- _How to complete this task_
Could you update all the items below so that every "rough mask" reads "coarse mask", with nothing else changed?

- _Material provided_

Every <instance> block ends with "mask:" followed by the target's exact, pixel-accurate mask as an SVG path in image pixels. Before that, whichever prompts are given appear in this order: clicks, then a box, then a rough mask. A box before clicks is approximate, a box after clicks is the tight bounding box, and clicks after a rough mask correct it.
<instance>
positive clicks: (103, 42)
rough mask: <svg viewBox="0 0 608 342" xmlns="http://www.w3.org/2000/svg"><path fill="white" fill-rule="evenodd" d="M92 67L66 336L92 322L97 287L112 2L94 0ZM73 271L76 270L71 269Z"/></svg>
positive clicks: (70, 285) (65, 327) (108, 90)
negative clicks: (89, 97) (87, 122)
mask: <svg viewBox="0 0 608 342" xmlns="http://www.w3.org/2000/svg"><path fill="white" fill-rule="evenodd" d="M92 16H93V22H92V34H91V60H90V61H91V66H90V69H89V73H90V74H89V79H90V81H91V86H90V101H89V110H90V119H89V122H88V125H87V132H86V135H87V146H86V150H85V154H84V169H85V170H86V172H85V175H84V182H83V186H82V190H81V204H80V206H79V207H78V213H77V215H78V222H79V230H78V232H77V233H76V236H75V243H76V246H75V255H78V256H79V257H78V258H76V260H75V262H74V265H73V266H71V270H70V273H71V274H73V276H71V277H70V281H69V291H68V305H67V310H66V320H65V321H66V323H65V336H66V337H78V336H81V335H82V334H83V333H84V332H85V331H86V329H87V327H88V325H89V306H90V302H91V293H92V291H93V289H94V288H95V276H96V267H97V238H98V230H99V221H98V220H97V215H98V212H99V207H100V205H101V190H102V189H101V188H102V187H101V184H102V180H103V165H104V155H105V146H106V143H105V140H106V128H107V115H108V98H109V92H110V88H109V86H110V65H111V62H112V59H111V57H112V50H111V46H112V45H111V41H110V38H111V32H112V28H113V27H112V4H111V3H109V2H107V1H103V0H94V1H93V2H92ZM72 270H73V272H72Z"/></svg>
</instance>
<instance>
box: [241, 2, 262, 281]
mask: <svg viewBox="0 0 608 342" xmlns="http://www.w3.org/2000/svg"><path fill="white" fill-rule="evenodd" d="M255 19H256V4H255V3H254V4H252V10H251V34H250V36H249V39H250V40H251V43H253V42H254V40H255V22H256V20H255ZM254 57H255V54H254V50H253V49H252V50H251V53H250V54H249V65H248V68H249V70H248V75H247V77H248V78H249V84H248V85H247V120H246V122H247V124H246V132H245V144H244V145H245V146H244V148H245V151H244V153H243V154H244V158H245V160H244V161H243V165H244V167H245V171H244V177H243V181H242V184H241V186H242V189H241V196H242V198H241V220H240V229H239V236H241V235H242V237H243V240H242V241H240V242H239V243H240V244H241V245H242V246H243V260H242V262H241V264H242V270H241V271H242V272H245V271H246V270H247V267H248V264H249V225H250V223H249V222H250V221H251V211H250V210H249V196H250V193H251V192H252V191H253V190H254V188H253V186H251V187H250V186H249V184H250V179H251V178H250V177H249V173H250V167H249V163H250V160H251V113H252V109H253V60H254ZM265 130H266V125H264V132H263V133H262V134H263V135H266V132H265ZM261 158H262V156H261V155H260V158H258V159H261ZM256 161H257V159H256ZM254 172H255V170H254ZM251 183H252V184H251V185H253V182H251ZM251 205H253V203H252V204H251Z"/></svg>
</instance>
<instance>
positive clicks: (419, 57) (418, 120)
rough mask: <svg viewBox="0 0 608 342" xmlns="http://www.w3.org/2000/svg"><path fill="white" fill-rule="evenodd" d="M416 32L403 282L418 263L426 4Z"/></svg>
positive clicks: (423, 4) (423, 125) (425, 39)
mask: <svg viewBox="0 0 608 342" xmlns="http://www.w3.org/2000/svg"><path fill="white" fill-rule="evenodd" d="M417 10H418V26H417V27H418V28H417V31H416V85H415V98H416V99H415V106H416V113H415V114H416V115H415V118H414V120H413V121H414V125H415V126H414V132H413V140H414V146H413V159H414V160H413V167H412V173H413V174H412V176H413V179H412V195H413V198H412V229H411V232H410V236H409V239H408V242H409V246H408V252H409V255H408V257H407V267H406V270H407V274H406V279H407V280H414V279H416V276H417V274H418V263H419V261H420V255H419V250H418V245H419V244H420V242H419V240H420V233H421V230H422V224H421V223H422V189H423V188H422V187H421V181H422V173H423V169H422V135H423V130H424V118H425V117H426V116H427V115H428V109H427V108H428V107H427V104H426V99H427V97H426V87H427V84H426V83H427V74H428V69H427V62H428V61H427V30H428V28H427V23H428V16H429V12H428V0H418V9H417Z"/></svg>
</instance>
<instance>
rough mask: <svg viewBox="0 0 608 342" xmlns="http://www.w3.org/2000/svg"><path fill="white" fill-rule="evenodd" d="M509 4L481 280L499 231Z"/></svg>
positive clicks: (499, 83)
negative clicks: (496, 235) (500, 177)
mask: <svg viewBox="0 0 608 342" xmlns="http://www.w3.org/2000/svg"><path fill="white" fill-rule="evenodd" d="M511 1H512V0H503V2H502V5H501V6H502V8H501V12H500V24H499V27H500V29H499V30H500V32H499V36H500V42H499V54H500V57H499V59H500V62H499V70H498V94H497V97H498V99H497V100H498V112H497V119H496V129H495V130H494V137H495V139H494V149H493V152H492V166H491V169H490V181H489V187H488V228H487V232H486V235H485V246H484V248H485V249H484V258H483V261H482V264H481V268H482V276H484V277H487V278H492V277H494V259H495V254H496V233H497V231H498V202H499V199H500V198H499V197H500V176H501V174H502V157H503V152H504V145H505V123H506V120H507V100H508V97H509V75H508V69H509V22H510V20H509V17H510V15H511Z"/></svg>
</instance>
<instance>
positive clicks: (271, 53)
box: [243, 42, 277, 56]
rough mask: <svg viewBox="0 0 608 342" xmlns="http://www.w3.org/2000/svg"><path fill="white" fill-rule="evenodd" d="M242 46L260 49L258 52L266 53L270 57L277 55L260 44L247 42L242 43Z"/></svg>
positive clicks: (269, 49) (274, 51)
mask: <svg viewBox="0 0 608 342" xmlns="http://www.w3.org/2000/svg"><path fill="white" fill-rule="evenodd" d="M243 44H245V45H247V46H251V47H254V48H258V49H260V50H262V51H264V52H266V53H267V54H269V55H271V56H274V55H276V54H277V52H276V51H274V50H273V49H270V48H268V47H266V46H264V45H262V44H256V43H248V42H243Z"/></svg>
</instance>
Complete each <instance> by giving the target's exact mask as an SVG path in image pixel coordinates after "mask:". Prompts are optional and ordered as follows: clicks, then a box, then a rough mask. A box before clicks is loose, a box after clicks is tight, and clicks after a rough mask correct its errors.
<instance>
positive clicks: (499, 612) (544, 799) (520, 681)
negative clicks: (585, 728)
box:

- _Solved exercise_
Every <instance> block ends with "mask:" followed by the target's exact, pixel-accurate mask as an SVG path in image pixels. Before that, whichever prompts are given appear in this order: clicks, then a box, then a coarse mask. A box before clicks is approximate, a box after clicks is the tight bounding box, and clicks after a coarse mask correct it.
<instance>
positive clicks: (103, 42)
coarse mask: <svg viewBox="0 0 608 342" xmlns="http://www.w3.org/2000/svg"><path fill="white" fill-rule="evenodd" d="M92 67L66 336L92 322L97 287L112 2L94 0ZM73 271L76 270L71 269Z"/></svg>
positive clicks: (70, 285) (65, 327) (108, 90)
negative clicks: (89, 97) (87, 122)
mask: <svg viewBox="0 0 608 342" xmlns="http://www.w3.org/2000/svg"><path fill="white" fill-rule="evenodd" d="M92 16H93V22H92V34H91V60H90V61H91V66H90V69H89V73H90V74H89V79H90V81H91V86H90V101H89V110H90V119H89V122H88V125H87V132H86V135H87V146H86V150H85V154H84V169H85V170H86V172H85V175H84V182H83V186H82V190H81V204H80V206H79V207H78V213H77V215H78V222H79V230H78V232H77V233H76V236H75V243H76V246H75V255H78V256H79V257H78V258H76V260H75V262H74V265H73V266H71V270H70V273H71V274H73V276H71V277H70V281H69V291H68V305H67V310H66V320H65V321H66V323H65V336H66V337H78V336H81V335H82V334H83V333H84V332H85V331H86V329H87V327H88V325H89V306H90V302H91V293H92V291H93V289H94V288H95V276H96V267H97V238H98V230H99V221H98V220H97V215H98V212H99V207H100V205H101V190H102V189H101V188H102V187H101V184H102V180H103V165H104V155H105V146H106V143H105V140H106V128H107V115H108V98H109V92H110V88H109V86H110V65H111V62H112V59H111V57H112V50H111V46H112V45H111V41H110V38H111V32H112V28H113V27H112V4H111V3H109V2H107V1H103V0H94V1H93V2H92ZM72 270H73V272H72Z"/></svg>
</instance>
<instance>
box: [241, 2, 262, 281]
mask: <svg viewBox="0 0 608 342" xmlns="http://www.w3.org/2000/svg"><path fill="white" fill-rule="evenodd" d="M255 19H256V4H255V3H254V4H252V10H251V34H250V36H249V39H250V40H251V43H253V42H254V40H255V22H256V20H255ZM254 57H255V54H254V50H253V49H252V50H251V53H250V54H249V65H248V68H249V70H248V75H247V77H248V78H249V84H248V85H247V120H246V122H247V124H246V132H245V144H244V145H245V146H244V148H245V151H244V153H243V154H244V158H245V160H244V161H243V165H244V167H245V171H244V177H243V181H242V184H241V186H242V189H241V196H242V198H241V220H240V229H239V236H241V235H242V237H243V240H242V241H240V242H239V243H240V244H241V245H242V246H243V260H242V262H241V264H242V270H241V271H242V272H245V271H246V270H247V267H248V264H249V225H250V223H249V222H250V221H251V211H250V210H249V196H250V193H251V192H252V191H253V190H254V188H253V186H251V187H250V186H249V184H250V179H251V178H250V177H249V173H250V167H249V163H250V160H251V113H252V109H253V60H254ZM265 130H266V125H264V132H263V133H262V134H263V135H266V132H265ZM261 158H262V156H261V155H260V158H258V159H261ZM256 161H257V159H256ZM254 172H255V170H254ZM251 183H252V184H251V185H253V182H251ZM251 205H253V203H252V204H251Z"/></svg>
</instance>
<instance>
positive clicks: (419, 57) (418, 120)
coarse mask: <svg viewBox="0 0 608 342" xmlns="http://www.w3.org/2000/svg"><path fill="white" fill-rule="evenodd" d="M416 32L403 282L418 263L426 4Z"/></svg>
positive clicks: (423, 4) (423, 125) (425, 39)
mask: <svg viewBox="0 0 608 342" xmlns="http://www.w3.org/2000/svg"><path fill="white" fill-rule="evenodd" d="M417 10H418V26H417V27H418V28H417V31H416V85H415V98H416V99H415V106H416V113H415V114H416V115H415V118H414V120H413V121H414V125H415V126H414V132H413V140H414V146H413V159H414V160H413V167H412V173H413V174H412V176H413V179H412V195H413V198H412V229H411V232H410V236H409V239H408V242H409V246H408V252H409V255H408V257H407V267H406V270H407V274H406V279H407V280H414V279H416V276H417V274H418V263H419V261H420V255H419V250H418V245H419V244H420V242H419V240H420V233H421V230H422V224H421V223H422V189H423V188H422V187H421V181H422V173H423V169H422V135H423V130H424V118H425V117H426V116H427V115H428V109H427V108H428V107H427V104H426V99H427V97H426V87H427V84H426V83H427V74H428V69H427V62H428V61H427V30H428V28H427V23H428V16H429V12H428V0H418V9H417Z"/></svg>
</instance>
<instance>
coarse mask: <svg viewBox="0 0 608 342" xmlns="http://www.w3.org/2000/svg"><path fill="white" fill-rule="evenodd" d="M509 4L481 280L499 231Z"/></svg>
positive clicks: (499, 83)
negative clicks: (496, 235) (500, 177)
mask: <svg viewBox="0 0 608 342" xmlns="http://www.w3.org/2000/svg"><path fill="white" fill-rule="evenodd" d="M511 1H512V0H503V2H502V5H501V6H502V8H501V12H500V24H499V27H500V29H499V30H500V32H499V36H500V42H499V54H500V57H499V59H500V62H499V70H498V94H497V97H498V99H497V100H498V112H497V119H496V129H495V130H494V137H495V139H494V149H493V152H492V166H491V169H490V181H489V187H488V228H487V232H486V235H485V246H484V248H485V249H484V258H483V261H482V264H481V268H482V276H484V277H487V278H492V277H494V259H495V254H496V233H497V231H498V202H499V199H500V198H499V197H500V176H501V174H502V157H503V152H504V145H505V123H506V120H507V100H508V97H509V75H508V69H509V22H510V20H509V17H510V15H511Z"/></svg>
</instance>
<instance>
positive clicks: (271, 53)
box: [243, 42, 277, 56]
coarse mask: <svg viewBox="0 0 608 342" xmlns="http://www.w3.org/2000/svg"><path fill="white" fill-rule="evenodd" d="M242 46L260 49L258 52L266 53L270 57L277 55L260 44L247 42L242 43Z"/></svg>
positive clicks: (269, 49) (274, 51)
mask: <svg viewBox="0 0 608 342" xmlns="http://www.w3.org/2000/svg"><path fill="white" fill-rule="evenodd" d="M243 44H245V45H247V46H251V47H254V48H258V49H260V50H262V51H264V52H266V53H267V54H269V55H271V56H274V55H276V54H277V52H276V51H274V50H273V49H270V48H268V47H266V46H264V45H262V44H256V43H248V42H243Z"/></svg>
</instance>
Complete each <instance> by giving the target's exact mask as an SVG path in image pixel coordinates after "mask:". Prompts are optional and ordered as follows: clicks, then a box, then a coarse mask. A box before clicks is loose, a box after clicks is tight, and clicks after a coarse mask correct its errors.
<instance>
positive clicks: (499, 612) (544, 799) (520, 681)
negative clicks: (585, 728)
box:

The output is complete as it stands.